▶ _GIVEN PROBLEM_
From the forum thread on wide-foot snowboard boots, reproduce word for word the passage starting at "wearing boots that" and ending at "my work shoes.".

▶ _TEXT EXCERPT_
You guys have given me so much help on the boot assortment for my wide feet. My Burton Ruler Wides should be here tomorrow in an 8 and 8.5 to test. However, I have a friend that has a few pair of DC Scout and DC Torstein boots. I could get either model for extremely cheap. Do you have any experience with these boots to know if they would serve as a fair "Back Up" or " Half-Day East Coast" boot for me? Thank you WiredSport for all of the input. You have saved many feet My friend!


----------



## dave785 (Jan 21, 2016)

Newrevnorton said:


> You guys have given me so much help on the boot assortment for my wide feet. My Burton Ruler Wides should be here tomorrow in an 8 and 8.5 to test. However, I have a friend that has a few pair of DC Scout and DC Torstein boots. I could get either model for extremely cheap. Do you have any experience with these boots to know if they would serve as a fair "Back Up" or " Half-Day East Coast" boot for me? Thank you WiredSport for all of the input. You have saved many feet My friend!


wearing boots that were too narrow is how i developed a stress fracture in my right foot. The inside part of my foot was hanging out over the sole, and then hitting the sole at a weird angle... The doctor bills for that were more than the cost of new boots. It still bugs me every once in a while and i still have to wear orthotics in my work shoes.


----------



## Wiredsport (Sep 16, 2009)

Newrevnorton said:


> You guys have given me so much help on the boot assortment for my wide feet. My Burton Ruler Wides should be here tomorrow in an 8 and 8.5 to test. However, I have a friend that has a few pair of DC Scout and DC Torstein boots. I could get either model for extremely cheap. Do you have any experience with these boots to know if they would serve as a fair "Back Up" or " Half-Day East Coast" boot for me? Thank you WiredSport for all of the input. You have saved many feet My friend!

▶ _DATA BLOCK_
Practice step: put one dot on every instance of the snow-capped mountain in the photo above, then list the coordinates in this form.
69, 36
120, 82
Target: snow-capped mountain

▶ _ANSWER TO THE PROBLEM_
wearing boots that were too narrow is how i developed a stress fracture in my right foot. The inside part of my foot was hanging out over the sole, and then hitting the sole at a weird angle... The doctor bills for that were more than the cost of new boots. It still bugs me every once in a while and i still have to wear orthotics in my work shoes.